▶ Zu bearbeitende Aufgabe
Bearbeiten Sie die Zeilen der folgenden Datensätze, indem Sie „segmenter“ durch „segmentation tool“ ersetzen. Alles Übrige bleibt unverändert.

════

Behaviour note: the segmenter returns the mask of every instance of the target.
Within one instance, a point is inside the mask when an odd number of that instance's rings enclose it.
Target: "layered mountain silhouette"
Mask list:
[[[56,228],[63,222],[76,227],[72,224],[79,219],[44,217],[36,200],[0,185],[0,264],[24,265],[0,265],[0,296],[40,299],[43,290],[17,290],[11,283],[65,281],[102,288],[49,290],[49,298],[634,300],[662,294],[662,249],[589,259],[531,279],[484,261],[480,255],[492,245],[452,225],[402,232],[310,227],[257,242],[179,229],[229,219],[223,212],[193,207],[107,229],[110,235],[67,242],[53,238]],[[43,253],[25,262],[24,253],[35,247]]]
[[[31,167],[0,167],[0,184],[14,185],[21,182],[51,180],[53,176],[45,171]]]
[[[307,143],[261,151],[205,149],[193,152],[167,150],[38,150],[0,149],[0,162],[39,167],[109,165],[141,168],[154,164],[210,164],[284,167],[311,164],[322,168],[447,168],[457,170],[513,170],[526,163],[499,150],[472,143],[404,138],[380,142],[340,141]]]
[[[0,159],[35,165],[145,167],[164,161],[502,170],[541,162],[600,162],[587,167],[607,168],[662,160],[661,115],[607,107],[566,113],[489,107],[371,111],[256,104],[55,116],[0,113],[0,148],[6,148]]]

════

▶ Lösung
Behaviour note: the segmentation tool returns the mask of every instance of the target.
Within one instance, a point is inside the mask when an odd number of that instance's rings enclose it.
Target: "layered mountain silhouette"
Mask list:
[[[56,228],[63,222],[76,227],[72,224],[79,219],[44,217],[36,200],[0,185],[0,264],[24,265],[0,265],[0,296],[40,299],[43,290],[17,290],[11,283],[65,281],[102,288],[49,290],[49,298],[634,300],[662,294],[662,249],[589,259],[531,279],[484,261],[480,255],[492,245],[452,225],[402,232],[310,227],[257,242],[179,229],[229,219],[223,212],[193,207],[107,229],[110,235],[67,242],[53,238]],[[43,253],[25,262],[24,253],[35,247]]]
[[[31,167],[0,167],[0,184],[14,185],[21,182],[51,180],[53,176],[45,171]]]
[[[307,143],[261,151],[205,149],[193,152],[167,150],[38,150],[0,149],[0,162],[39,167],[109,165],[141,168],[154,164],[210,164],[284,167],[311,164],[322,168],[447,168],[457,170],[513,170],[526,163],[499,150],[472,143],[404,138],[380,142],[340,141]]]
[[[0,159],[35,165],[145,167],[164,161],[502,170],[541,162],[600,162],[587,167],[607,168],[662,160],[661,115],[607,107],[566,113],[489,107],[371,111],[256,104],[55,116],[0,113],[0,148],[6,148]]]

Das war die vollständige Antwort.